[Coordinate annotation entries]
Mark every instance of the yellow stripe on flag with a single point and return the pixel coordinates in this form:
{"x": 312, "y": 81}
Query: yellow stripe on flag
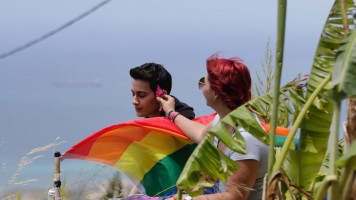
{"x": 140, "y": 157}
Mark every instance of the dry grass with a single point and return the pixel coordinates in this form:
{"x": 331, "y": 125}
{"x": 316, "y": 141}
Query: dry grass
{"x": 29, "y": 158}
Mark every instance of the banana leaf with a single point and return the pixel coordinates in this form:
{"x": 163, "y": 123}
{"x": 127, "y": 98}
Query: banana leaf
{"x": 315, "y": 129}
{"x": 350, "y": 154}
{"x": 344, "y": 72}
{"x": 207, "y": 164}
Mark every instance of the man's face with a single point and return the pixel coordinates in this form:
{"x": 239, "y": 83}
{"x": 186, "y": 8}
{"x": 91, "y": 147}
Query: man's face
{"x": 144, "y": 99}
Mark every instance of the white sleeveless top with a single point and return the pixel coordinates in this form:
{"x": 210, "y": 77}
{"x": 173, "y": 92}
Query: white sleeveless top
{"x": 256, "y": 150}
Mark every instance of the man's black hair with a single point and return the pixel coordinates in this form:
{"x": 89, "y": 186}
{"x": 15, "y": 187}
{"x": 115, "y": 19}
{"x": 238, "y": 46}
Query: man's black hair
{"x": 155, "y": 74}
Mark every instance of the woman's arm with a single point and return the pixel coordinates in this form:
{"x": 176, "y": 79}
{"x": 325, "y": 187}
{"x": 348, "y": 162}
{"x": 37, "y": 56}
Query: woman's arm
{"x": 193, "y": 130}
{"x": 237, "y": 183}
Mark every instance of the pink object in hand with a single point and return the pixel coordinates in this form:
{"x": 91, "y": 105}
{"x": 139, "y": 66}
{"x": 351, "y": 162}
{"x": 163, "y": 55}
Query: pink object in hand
{"x": 159, "y": 92}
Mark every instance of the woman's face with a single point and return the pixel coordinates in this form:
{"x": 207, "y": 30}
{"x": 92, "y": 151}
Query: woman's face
{"x": 144, "y": 99}
{"x": 209, "y": 94}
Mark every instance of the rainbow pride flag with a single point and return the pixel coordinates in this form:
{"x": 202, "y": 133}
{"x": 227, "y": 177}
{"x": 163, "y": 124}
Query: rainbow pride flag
{"x": 151, "y": 152}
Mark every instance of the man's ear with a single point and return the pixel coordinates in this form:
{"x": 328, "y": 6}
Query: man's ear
{"x": 216, "y": 96}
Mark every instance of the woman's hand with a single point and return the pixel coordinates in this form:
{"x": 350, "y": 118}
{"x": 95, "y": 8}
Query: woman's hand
{"x": 167, "y": 103}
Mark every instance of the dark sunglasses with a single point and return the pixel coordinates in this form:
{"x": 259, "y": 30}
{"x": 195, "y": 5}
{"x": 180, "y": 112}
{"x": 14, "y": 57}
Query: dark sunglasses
{"x": 201, "y": 83}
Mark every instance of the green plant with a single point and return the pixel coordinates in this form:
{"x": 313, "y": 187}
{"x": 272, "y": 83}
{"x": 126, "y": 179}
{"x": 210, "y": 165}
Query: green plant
{"x": 294, "y": 173}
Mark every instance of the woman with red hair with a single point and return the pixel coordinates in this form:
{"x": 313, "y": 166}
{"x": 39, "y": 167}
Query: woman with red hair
{"x": 226, "y": 86}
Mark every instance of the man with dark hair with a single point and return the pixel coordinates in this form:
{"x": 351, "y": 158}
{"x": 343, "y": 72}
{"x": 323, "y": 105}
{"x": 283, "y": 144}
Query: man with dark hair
{"x": 147, "y": 80}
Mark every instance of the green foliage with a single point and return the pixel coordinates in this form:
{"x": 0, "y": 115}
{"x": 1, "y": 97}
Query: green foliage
{"x": 344, "y": 72}
{"x": 313, "y": 117}
{"x": 315, "y": 129}
{"x": 292, "y": 95}
{"x": 18, "y": 195}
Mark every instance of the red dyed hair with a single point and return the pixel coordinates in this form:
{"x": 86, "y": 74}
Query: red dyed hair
{"x": 231, "y": 79}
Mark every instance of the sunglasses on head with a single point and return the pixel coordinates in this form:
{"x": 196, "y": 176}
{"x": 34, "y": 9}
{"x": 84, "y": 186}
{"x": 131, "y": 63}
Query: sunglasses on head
{"x": 201, "y": 83}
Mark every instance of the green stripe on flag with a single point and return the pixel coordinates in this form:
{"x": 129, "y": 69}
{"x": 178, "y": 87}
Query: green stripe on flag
{"x": 164, "y": 174}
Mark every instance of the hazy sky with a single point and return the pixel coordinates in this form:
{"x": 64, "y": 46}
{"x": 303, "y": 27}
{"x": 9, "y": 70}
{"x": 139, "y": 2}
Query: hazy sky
{"x": 76, "y": 82}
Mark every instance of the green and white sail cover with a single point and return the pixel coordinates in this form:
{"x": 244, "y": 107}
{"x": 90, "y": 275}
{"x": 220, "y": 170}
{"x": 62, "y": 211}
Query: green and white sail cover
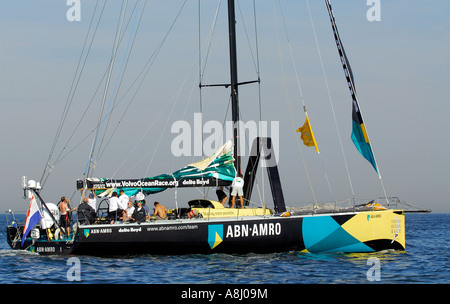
{"x": 216, "y": 170}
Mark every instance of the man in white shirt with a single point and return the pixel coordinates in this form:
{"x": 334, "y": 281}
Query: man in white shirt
{"x": 92, "y": 201}
{"x": 114, "y": 207}
{"x": 123, "y": 200}
{"x": 237, "y": 185}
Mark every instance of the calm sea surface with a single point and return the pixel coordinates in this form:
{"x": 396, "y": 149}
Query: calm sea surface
{"x": 425, "y": 261}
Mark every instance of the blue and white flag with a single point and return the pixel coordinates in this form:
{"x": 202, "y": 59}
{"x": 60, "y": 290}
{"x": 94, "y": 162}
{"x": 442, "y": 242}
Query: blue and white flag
{"x": 33, "y": 217}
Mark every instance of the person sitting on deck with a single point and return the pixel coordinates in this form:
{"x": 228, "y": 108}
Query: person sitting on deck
{"x": 128, "y": 214}
{"x": 64, "y": 214}
{"x": 160, "y": 211}
{"x": 139, "y": 214}
{"x": 114, "y": 208}
{"x": 85, "y": 213}
{"x": 238, "y": 185}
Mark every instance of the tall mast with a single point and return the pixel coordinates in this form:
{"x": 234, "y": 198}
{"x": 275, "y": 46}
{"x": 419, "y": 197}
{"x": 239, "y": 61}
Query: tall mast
{"x": 234, "y": 83}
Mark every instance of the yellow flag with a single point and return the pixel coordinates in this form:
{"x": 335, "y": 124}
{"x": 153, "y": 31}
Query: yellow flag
{"x": 307, "y": 135}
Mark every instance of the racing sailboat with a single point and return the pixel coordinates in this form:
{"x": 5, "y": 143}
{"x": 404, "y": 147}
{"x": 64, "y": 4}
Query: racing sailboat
{"x": 206, "y": 226}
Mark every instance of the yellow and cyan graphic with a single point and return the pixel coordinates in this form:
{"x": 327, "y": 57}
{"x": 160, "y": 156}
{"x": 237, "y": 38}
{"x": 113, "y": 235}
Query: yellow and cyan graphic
{"x": 215, "y": 235}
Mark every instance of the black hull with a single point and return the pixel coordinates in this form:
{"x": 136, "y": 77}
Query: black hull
{"x": 237, "y": 236}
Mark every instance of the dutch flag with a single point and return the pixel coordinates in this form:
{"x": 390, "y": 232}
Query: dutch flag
{"x": 33, "y": 217}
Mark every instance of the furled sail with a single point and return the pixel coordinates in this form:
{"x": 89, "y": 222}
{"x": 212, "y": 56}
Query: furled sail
{"x": 216, "y": 170}
{"x": 359, "y": 133}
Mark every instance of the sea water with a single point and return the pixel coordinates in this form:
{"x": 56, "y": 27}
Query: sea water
{"x": 425, "y": 261}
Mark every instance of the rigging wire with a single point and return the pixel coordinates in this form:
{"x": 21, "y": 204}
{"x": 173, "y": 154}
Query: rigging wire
{"x": 100, "y": 120}
{"x": 301, "y": 93}
{"x": 289, "y": 104}
{"x": 71, "y": 94}
{"x": 330, "y": 99}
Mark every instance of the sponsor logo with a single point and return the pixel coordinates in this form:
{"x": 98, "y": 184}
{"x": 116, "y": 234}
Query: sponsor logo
{"x": 246, "y": 230}
{"x": 130, "y": 229}
{"x": 217, "y": 234}
{"x": 88, "y": 232}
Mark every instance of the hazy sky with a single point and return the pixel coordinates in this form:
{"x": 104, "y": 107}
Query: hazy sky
{"x": 401, "y": 66}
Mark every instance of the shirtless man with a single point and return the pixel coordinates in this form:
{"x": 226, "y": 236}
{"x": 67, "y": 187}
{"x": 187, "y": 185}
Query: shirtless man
{"x": 64, "y": 214}
{"x": 160, "y": 211}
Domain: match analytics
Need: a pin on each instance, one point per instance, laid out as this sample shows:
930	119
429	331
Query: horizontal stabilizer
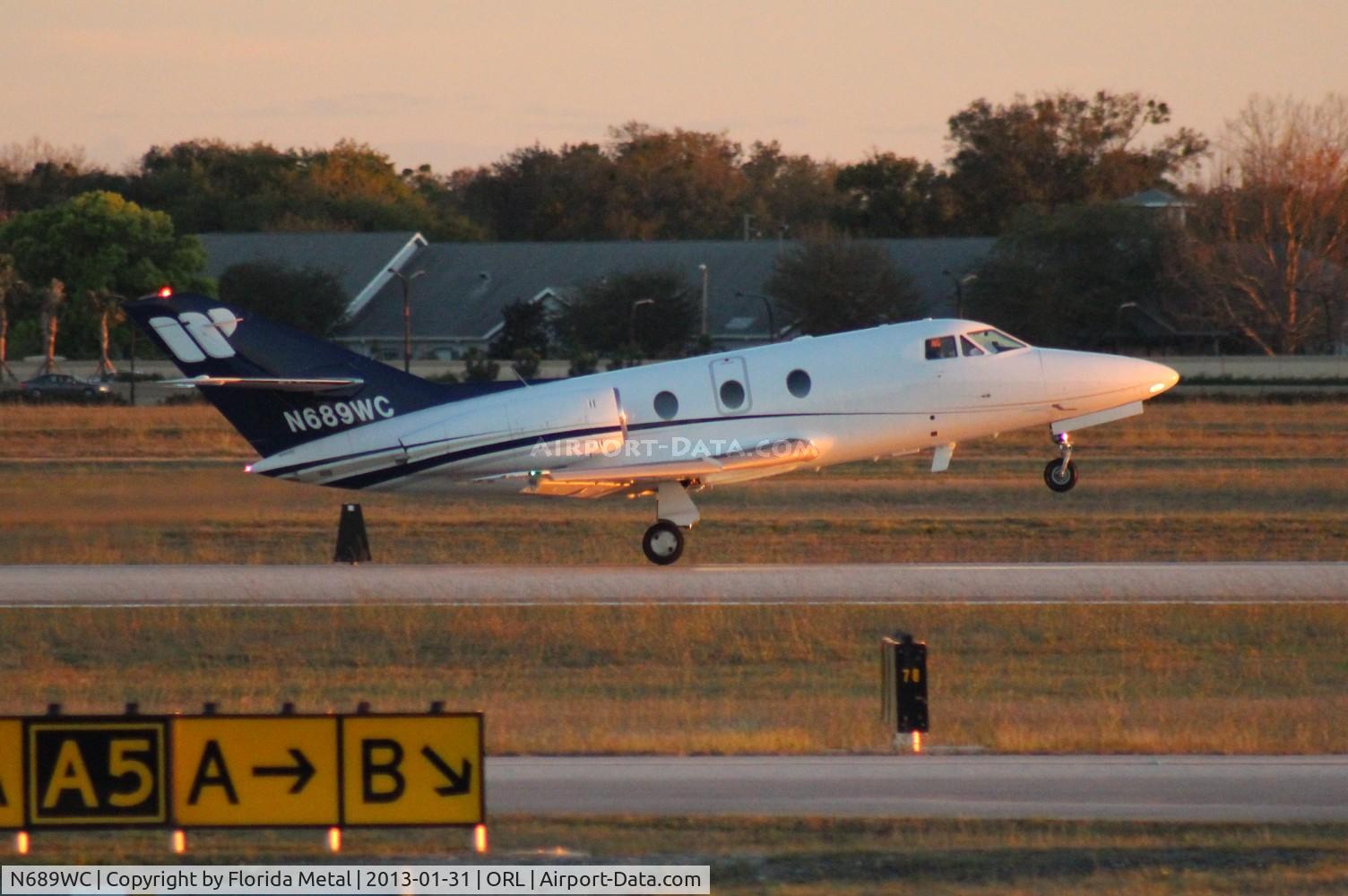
272	383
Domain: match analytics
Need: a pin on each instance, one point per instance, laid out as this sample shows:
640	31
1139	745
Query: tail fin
277	385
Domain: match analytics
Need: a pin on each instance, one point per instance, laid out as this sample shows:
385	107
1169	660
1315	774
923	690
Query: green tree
37	174
10	285
788	194
1266	251
828	285
101	246
524	326
214	186
886	195
606	315
542	194
1056	150
309	298
674	185
1059	278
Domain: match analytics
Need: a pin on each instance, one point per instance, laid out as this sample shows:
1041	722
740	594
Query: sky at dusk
462	83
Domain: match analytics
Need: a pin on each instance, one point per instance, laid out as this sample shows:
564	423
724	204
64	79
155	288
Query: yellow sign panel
96	772
412	770
264	771
11	772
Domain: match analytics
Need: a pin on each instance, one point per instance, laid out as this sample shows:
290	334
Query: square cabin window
941	347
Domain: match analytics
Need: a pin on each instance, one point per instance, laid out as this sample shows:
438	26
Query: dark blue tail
285	387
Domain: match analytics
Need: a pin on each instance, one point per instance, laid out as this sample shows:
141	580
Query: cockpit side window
994	341
941	347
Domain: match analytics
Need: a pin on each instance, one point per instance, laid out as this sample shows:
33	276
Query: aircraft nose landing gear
1061	475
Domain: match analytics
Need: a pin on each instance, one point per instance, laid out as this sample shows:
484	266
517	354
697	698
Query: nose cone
1158	377
1089	375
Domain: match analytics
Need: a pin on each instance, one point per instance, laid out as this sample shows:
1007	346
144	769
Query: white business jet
324	415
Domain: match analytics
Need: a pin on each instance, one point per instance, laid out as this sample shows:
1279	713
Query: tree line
1255	254
646	182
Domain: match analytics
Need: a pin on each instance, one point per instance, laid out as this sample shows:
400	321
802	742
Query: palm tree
108	305
51	301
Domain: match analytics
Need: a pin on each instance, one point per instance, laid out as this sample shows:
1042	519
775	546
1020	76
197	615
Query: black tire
1054	480
662	543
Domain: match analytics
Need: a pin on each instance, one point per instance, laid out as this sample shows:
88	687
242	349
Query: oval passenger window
732	393
666	404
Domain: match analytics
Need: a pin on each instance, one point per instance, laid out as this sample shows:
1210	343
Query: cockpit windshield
994	341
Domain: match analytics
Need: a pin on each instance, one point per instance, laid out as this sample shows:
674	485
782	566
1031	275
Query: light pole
631	323
767	306
959	290
407	315
703	269
1118	325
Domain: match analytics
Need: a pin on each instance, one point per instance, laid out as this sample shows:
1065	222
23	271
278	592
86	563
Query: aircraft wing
596	478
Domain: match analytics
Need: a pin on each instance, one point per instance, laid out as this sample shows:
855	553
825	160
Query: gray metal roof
1155	198
467	285
355	259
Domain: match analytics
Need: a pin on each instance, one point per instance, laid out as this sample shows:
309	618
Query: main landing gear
674	513
1061	475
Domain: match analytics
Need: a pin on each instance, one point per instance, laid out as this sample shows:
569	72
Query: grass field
1185	481
809	857
733	679
1188	480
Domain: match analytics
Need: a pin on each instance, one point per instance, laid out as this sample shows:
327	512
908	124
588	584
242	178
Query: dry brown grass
730	679
1187	481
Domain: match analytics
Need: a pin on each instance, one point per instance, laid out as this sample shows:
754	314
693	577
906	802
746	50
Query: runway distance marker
412	770
96	771
11	772
261	771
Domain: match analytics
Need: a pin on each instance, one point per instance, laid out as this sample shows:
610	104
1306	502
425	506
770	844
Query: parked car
62	385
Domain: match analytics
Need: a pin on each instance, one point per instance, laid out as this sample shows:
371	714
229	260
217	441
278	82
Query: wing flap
272	383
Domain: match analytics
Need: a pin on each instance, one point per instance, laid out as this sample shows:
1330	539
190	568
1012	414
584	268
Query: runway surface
1192	788
805	583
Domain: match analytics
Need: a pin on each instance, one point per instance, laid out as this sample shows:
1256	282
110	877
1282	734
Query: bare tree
53	298
1267	244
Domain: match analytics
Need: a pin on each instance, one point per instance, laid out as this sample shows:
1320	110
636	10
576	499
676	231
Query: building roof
1155	198
355	259
467	285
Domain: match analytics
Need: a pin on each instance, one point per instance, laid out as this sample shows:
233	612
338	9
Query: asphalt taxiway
1179	788
603	585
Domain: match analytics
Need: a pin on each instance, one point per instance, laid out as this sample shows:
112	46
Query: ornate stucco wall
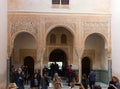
79	25
75	6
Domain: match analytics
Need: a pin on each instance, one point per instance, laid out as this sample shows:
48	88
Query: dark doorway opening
58	62
29	62
86	66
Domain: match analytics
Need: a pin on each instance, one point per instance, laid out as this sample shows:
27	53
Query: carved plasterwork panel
21	23
70	26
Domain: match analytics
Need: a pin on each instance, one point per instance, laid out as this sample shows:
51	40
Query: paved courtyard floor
65	86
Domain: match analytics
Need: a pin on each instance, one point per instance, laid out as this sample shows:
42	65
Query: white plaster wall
115	37
75	6
3	43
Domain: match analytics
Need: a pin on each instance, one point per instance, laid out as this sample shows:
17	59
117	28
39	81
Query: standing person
114	83
84	81
38	77
34	82
57	81
92	78
45	70
19	78
69	74
44	81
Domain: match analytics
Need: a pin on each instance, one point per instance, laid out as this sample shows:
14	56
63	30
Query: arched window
63	39
53	38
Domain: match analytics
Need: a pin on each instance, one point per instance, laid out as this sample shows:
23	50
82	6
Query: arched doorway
24	44
59	43
86	66
95	50
29	62
58	61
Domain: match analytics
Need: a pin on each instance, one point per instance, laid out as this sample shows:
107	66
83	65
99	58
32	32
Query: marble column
3	44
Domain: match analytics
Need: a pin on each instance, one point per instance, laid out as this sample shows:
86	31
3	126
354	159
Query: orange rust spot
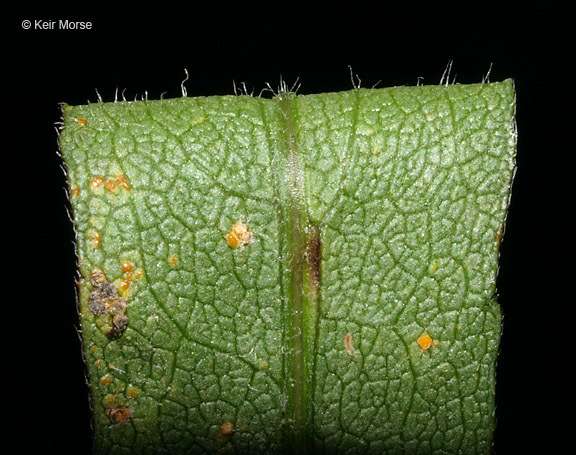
131	392
96	182
239	235
129	276
227	429
111	186
123	182
138	273
348	344
425	341
118	416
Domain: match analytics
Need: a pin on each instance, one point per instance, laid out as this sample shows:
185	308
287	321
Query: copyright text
62	24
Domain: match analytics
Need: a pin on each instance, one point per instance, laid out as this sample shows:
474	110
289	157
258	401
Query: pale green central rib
297	241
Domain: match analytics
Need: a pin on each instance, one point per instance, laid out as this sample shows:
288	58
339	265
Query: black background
145	50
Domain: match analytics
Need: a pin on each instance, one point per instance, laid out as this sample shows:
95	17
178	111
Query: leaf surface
299	274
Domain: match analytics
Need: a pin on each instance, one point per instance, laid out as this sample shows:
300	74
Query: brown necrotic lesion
105	301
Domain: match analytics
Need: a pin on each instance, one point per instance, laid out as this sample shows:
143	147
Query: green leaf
303	274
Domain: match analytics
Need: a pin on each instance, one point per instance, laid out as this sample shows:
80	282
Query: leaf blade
407	191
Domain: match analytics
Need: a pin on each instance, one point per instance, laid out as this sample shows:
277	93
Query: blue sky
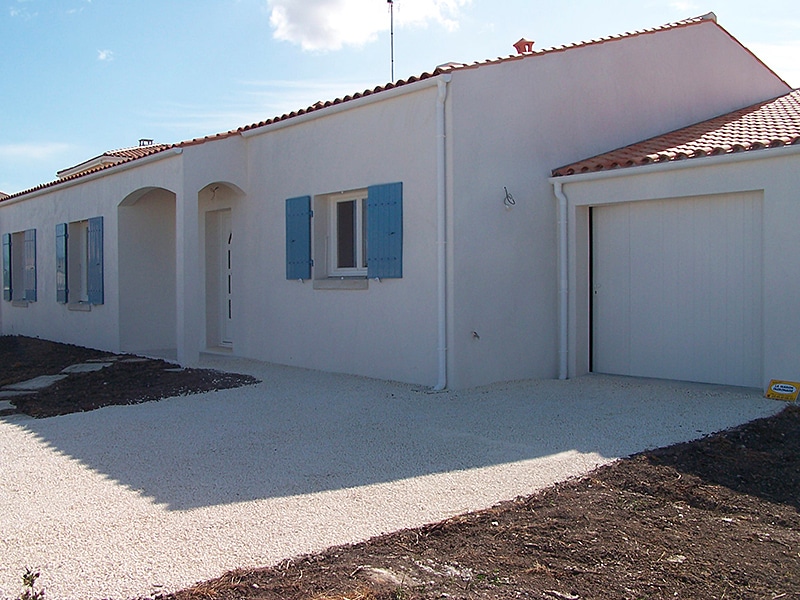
80	77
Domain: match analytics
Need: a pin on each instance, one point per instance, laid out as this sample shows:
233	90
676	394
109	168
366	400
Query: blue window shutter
95	261
6	266
385	231
298	238
30	265
62	294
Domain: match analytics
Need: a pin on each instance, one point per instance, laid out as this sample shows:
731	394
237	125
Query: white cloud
252	102
331	24
781	57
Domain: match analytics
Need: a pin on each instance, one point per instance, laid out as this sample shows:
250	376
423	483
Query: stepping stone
37	383
85	367
12	394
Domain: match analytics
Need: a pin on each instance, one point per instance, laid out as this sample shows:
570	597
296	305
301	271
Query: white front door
226	279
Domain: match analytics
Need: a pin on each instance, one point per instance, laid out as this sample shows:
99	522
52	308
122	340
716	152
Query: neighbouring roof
110	158
770	124
142	152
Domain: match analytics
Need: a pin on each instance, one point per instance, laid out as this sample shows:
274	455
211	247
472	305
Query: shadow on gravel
301	432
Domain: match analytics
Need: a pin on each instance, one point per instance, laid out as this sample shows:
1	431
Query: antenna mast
391	32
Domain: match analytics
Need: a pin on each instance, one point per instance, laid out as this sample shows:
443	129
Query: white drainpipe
563	281
441	229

## [Short task]
Pick out every line in the records above that contains the word "blue", and copy each of those lines.

## [Answer to this exercise]
Mark every instance of the blue and white flag with a single point and return the pixel coordinates in this form:
Query: blue and white flag
Query: dark blue tail
Query: blue sky
Query: blue window shutter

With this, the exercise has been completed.